§ Task requirements: From the entries that follow, extract each line holding the string "tiger".

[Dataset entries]
________
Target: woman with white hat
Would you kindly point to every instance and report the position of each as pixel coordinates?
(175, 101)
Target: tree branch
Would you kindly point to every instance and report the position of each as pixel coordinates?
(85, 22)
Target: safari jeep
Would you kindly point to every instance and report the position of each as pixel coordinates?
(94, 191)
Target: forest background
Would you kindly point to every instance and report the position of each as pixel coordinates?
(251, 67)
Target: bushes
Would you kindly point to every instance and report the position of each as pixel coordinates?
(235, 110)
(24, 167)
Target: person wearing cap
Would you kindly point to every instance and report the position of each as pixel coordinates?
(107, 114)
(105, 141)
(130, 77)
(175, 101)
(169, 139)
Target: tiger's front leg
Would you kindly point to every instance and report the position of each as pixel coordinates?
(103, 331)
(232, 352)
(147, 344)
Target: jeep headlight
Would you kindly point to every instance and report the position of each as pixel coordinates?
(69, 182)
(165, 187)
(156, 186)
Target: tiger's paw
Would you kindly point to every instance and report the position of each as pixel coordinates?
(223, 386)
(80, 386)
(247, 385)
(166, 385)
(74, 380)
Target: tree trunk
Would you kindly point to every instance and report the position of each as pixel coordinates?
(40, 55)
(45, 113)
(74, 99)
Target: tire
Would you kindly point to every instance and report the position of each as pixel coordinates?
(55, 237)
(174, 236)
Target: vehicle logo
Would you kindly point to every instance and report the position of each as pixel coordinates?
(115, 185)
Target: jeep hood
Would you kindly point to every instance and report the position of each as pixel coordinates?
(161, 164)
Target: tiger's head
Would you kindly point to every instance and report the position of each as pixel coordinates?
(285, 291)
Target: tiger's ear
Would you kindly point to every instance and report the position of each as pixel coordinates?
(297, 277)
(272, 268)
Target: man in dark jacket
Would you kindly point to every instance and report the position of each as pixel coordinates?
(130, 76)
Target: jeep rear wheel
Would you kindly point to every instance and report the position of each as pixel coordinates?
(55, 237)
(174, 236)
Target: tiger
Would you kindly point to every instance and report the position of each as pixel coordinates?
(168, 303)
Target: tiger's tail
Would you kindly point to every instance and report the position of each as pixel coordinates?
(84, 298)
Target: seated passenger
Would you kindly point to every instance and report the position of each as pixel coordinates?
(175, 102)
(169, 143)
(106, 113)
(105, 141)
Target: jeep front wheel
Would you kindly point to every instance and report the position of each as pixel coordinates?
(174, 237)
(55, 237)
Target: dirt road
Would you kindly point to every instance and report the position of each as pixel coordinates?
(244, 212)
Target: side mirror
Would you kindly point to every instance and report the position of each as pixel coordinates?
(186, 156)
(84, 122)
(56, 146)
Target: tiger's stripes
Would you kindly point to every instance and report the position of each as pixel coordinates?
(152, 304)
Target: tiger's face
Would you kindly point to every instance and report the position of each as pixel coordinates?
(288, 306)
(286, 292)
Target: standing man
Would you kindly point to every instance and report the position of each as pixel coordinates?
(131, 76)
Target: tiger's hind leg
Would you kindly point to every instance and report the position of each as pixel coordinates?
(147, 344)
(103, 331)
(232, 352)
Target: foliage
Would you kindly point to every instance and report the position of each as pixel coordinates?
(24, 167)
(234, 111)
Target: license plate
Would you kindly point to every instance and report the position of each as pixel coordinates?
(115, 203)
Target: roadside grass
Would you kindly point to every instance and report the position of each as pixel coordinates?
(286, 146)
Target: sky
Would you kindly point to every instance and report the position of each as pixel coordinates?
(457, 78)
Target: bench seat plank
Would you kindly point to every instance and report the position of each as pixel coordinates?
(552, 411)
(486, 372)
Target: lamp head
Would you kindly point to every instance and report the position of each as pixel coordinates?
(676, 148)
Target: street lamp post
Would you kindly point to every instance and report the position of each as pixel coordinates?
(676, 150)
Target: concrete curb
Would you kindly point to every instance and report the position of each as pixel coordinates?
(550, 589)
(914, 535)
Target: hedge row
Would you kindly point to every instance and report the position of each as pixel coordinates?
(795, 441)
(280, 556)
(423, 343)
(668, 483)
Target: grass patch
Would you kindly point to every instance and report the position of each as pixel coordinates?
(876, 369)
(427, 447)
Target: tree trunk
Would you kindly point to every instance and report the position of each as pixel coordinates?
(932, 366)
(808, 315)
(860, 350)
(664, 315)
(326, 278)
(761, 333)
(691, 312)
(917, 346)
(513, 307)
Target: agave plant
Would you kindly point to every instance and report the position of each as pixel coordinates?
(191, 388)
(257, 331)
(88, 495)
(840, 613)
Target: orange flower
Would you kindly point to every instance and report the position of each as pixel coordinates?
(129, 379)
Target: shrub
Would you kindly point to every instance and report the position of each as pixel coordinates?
________
§ Answer to the exercise:
Target: tiger's front leg
Target: tiger's paw
Target: tiger's head
Target: tiger's ear
Target: tiger
Target: tiger's tail
Target: tiger's stripes
Target: tiger's face
Target: tiger's hind leg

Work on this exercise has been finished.